Directions for this task -
Set down the data below exactly; pictures stay out.

BEGIN Supplied records

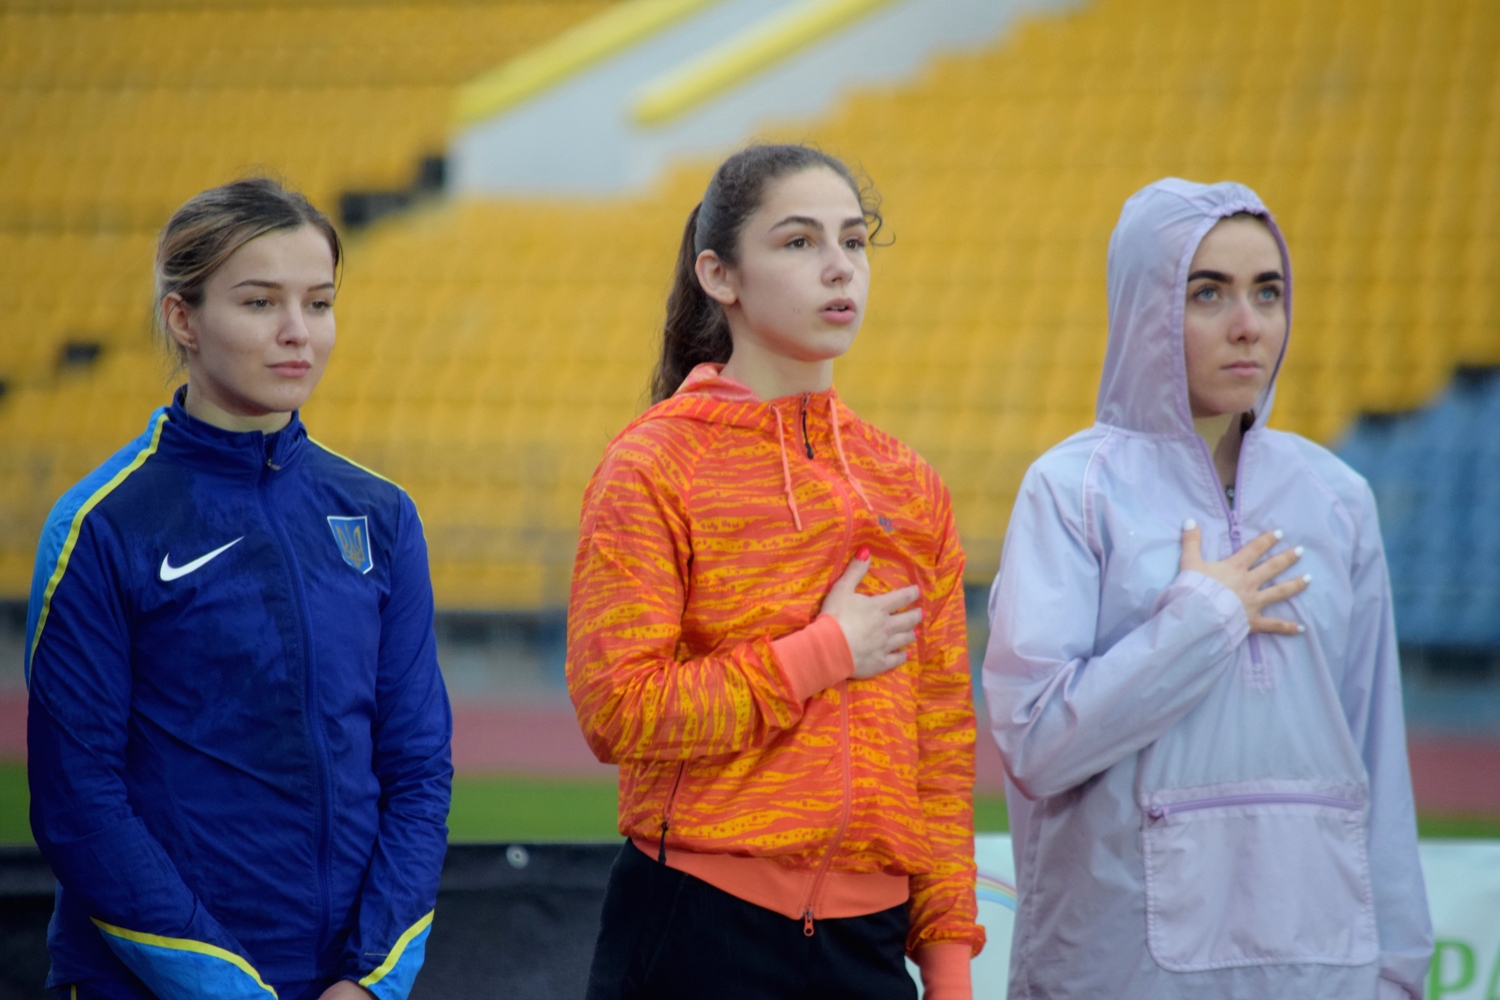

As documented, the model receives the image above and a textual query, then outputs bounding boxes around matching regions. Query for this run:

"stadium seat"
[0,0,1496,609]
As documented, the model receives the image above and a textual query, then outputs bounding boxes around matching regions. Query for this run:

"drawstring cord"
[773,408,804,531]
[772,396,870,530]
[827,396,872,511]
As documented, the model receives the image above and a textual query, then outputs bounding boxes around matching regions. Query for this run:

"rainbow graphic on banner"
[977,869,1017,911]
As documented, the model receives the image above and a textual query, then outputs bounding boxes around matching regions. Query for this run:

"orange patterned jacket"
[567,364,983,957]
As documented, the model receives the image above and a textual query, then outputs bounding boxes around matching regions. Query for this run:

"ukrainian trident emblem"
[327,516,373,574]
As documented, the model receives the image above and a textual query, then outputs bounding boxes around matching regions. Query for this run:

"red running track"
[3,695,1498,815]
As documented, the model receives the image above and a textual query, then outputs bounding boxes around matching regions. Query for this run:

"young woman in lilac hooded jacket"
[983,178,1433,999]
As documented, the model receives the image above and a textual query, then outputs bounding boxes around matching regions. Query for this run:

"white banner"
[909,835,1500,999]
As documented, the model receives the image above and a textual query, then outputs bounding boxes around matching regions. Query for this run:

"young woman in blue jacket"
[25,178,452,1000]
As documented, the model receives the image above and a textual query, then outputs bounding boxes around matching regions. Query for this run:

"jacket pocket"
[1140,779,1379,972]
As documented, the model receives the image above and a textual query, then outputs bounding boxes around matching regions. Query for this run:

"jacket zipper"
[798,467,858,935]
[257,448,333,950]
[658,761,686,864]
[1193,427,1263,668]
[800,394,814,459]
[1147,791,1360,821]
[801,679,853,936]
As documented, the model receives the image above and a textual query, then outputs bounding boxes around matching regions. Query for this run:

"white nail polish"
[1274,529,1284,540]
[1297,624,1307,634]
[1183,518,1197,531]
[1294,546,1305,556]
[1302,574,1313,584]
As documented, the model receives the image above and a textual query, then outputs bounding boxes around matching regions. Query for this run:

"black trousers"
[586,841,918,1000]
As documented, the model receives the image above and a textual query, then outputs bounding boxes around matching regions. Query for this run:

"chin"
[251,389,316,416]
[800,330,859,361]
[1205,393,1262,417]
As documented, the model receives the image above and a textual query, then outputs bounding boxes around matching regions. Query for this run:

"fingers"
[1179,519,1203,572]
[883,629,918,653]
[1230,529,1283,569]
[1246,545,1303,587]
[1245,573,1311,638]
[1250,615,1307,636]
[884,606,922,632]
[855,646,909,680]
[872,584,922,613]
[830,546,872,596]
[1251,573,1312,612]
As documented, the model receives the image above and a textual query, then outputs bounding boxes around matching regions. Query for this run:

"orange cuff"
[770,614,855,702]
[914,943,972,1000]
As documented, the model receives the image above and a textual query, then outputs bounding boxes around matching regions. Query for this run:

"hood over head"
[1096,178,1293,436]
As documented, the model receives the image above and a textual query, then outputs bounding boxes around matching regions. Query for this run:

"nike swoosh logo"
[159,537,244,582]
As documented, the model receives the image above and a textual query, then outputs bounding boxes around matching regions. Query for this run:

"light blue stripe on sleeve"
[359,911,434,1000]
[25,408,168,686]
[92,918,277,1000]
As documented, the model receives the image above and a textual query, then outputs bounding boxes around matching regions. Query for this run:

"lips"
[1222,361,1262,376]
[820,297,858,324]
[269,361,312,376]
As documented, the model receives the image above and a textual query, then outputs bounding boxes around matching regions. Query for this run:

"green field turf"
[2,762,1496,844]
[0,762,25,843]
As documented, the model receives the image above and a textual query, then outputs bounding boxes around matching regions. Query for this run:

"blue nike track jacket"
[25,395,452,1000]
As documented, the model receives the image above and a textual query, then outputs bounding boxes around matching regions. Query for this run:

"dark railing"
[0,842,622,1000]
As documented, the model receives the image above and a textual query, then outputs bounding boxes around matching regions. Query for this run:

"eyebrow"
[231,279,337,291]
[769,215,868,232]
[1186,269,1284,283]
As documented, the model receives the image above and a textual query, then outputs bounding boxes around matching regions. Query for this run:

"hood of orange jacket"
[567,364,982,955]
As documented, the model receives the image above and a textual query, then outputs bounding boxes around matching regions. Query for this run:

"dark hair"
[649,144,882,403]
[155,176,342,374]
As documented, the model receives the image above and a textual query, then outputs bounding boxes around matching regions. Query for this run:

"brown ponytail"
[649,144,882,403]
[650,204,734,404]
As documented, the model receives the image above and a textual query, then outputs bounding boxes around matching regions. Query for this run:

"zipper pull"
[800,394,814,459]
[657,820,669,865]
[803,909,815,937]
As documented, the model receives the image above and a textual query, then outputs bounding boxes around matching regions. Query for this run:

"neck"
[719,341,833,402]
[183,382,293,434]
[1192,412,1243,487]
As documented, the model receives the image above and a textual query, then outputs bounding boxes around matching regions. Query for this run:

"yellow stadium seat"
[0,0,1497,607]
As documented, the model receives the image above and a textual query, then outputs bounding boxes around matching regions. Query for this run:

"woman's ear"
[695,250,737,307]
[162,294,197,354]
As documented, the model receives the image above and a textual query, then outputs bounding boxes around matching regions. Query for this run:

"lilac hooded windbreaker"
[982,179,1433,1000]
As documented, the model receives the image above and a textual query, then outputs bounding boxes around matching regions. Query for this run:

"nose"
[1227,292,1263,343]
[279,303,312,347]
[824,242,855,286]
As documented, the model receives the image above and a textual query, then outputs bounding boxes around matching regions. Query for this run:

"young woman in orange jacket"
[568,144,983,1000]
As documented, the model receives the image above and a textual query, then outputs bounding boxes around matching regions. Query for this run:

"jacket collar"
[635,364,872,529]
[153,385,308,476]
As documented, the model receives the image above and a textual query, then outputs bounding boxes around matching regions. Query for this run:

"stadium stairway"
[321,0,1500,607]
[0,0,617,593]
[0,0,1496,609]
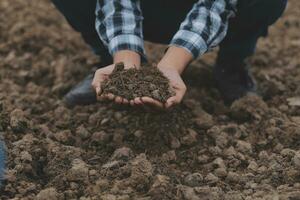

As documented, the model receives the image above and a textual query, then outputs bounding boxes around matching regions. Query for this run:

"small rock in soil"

END Supplied records

Exercise output -
As documented, the model receives the image above and a textual query, then outputs bounding boxes around matching regions. Query for this run:

"stadium seat"
[0,0,1496,609]
As documented, the model receives the image above and a textual query, then outputs bounding boxes around matching regions. Query for this run:

"drawstring cord"
[773,408,804,531]
[772,396,870,530]
[827,396,872,511]
As documented, the model receives the image above and a textual query, then outputs bounding boxes around matching regions. Query for this run:

"rainbow graphic on banner"
[977,869,1017,911]
As documented, the model receives the image above and a textual query, then outputs bounding boxes around matching regions. Query for this run:

"orange patterned jacket"
[567,364,983,957]
As documented, the model receives the image above and a textual query, then outputs bounding boxes around matching regions. Query for this run:

"ukrainian trident emblem"
[327,516,373,574]
As documented, the model receives the image above and a textual query, then outputs bounding boxes around matching regions. Query for this run:

"red running track"
[3,695,1498,815]
As documented, the model receives the image above and a textual query, then outputs bounding boxes around matching regions. Query for this run:

"young woman in lilac hooded jacket"
[983,178,1433,999]
As documented, the model receives the image above and a textual query, then outputs bounding boxes around matching regions. Query for this run:

"white banner"
[909,835,1500,999]
As documented, the model receives the image above and a textual query, then outputs bounding boxes around matching regions. Query for this run:

"young woman in blue jacket"
[25,178,452,1000]
As documented, the model receives the image above and a textual query, then outputs bounding boxes around matching regions. Query for this run:

"jacket pocket"
[1140,779,1379,972]
As documented, the model receives the image above and a textual query, then outputs bounding boxes around matching regions. Query for this run:

"jacket zipper"
[798,467,858,935]
[257,448,333,950]
[658,761,686,864]
[1193,427,1263,668]
[800,394,814,459]
[1147,791,1360,821]
[801,679,853,936]
As documented, the model receives the image above and a textual query, then outputs bounding boxes around matching regions. Query for this run:

"white nail polish"
[1274,529,1284,540]
[1297,624,1307,634]
[1183,518,1197,531]
[1294,546,1305,556]
[1302,574,1313,584]
As documented, the model receives the image above and a textual query, then outputs bounding boxes around matching regions. Query for this run:

"black trousers"
[586,841,918,1000]
As documented, the model receives the image above and a textual query, then outputs bounding boxes around matching regions. Query for this run:

"chin"
[251,389,316,416]
[800,330,859,361]
[1205,393,1262,417]
As documented, the model receives the image above and a textual query, then outputs bounding boxes around matching regions. Query for this run:

"fingers"
[1179,519,1203,572]
[883,629,918,653]
[1230,529,1283,569]
[1246,545,1303,587]
[1245,573,1311,638]
[1250,615,1307,636]
[884,606,922,632]
[855,646,909,680]
[872,584,922,613]
[830,546,872,596]
[1251,573,1312,612]
As documented, the model receives the image above and a textual query, then outputs bounding boxes around matching regions. Query for this run:

"orange cuff"
[770,614,855,702]
[914,943,972,1000]
As documented, the model receives the image above and a textual query, then outputs bounding boxes around matching regions. Query for this run:

"hood over head"
[1096,178,1293,436]
As documented, the model receives the image above and a textual query, then outputs bounding boxes around matching regions. Query for this run:

"nike swoosh logo"
[159,537,244,582]
As documented, the model receives the image above and a textual query, then outputs bounding boxes around matching regions. Query for this run:

"light blue stripe on sleeve"
[359,911,434,1000]
[25,408,168,686]
[92,918,277,1000]
As documented, the model receives the image above and a textual query, then outputs bounding boxes around matching regions. Query for this run:

"lips"
[1222,361,1262,376]
[820,297,858,324]
[269,361,312,376]
As documented, the model receives the image above and a textual query, then outputs bounding boxes around matching regions. Query for this run:

"green field turf"
[2,762,1496,844]
[0,762,25,843]
As documented, the model receives the image above and a textual query, then outputs bounding boxes around matching regions. Query for this run:

"blue nike track jacket"
[25,395,452,1000]
As documented, the model receives the image above and a textual query, then outputs bounding boxes around matching regions. Query for this run:

"dark railing"
[0,842,622,1000]
As documented, the model receives the image above and a textual query, then outputs bounding boxes around matching regions. Query for this run:

"eyebrow"
[231,279,337,291]
[769,215,868,232]
[1186,269,1284,283]
As documented, the model receives the image above and a textual query, then outputs bounding boxes around matching regions. Query for this run:

"hood of orange jacket"
[567,364,982,955]
As documented, the model receives the image above and a textual query, then outputs bounding boxes around matching regions. Query for this run:

"dark hair"
[649,144,882,403]
[155,176,342,374]
As documented, the model receives the image above and a textual query, then outputs bounding boxes around matching regions. Query for this run:

"brown ponytail"
[649,144,882,403]
[650,204,734,404]
As documented, the model receives the image above and a textual query, then outputs bounding boxes around matching regions. Query for this run:

"zipper pull"
[800,394,814,459]
[657,820,669,865]
[803,909,815,937]
As documented, the model receives the image above and a textual query, then outputs bounding boxes around matching regions. Query for this run:

"neck"
[719,341,833,402]
[183,382,293,434]
[1192,412,1243,487]
As documented, the model receives the image above and a textual query, then outputs bounding boxes around matching regions. Query for this run:

"yellow stadium seat"
[0,0,1497,607]
As documented, the model receives the image above and a textual query, then outputs bounding boxes around matching regions. Query for this run:

"woman's ear"
[695,250,737,307]
[162,294,197,354]
As documented, the model receives the image above and a textual query, then outputs bounding boxes around matching regions. Query for this run:

"lilac hooded windbreaker"
[982,179,1433,1000]
As documented, the model receives the image above and a textual query, then outputs bounding boxes around matching regions. Query for this run:

"nose"
[1227,292,1263,343]
[279,303,312,347]
[824,242,855,286]
As documented, the model receives the image above and a textual query, then outputs bounding boxes around matching regions. Query for this run:

"young woman in orange jacket"
[568,144,983,1000]
As documented, the model receives the image above and a textual query, then outputs bounding boxes around matching regions. Query for this run:

"jacket collar"
[635,364,872,529]
[153,385,308,476]
As documented, the model receives the image above and a textual query, then outputs bounding boxes around matching regions. Query for this run:

"stadium stairway"
[321,0,1500,607]
[0,0,617,593]
[0,0,1496,609]

As documented, the model receives the image above and a textual query, then outputs bounding boxes around matching regions. Query for this run:

"small rock in soil"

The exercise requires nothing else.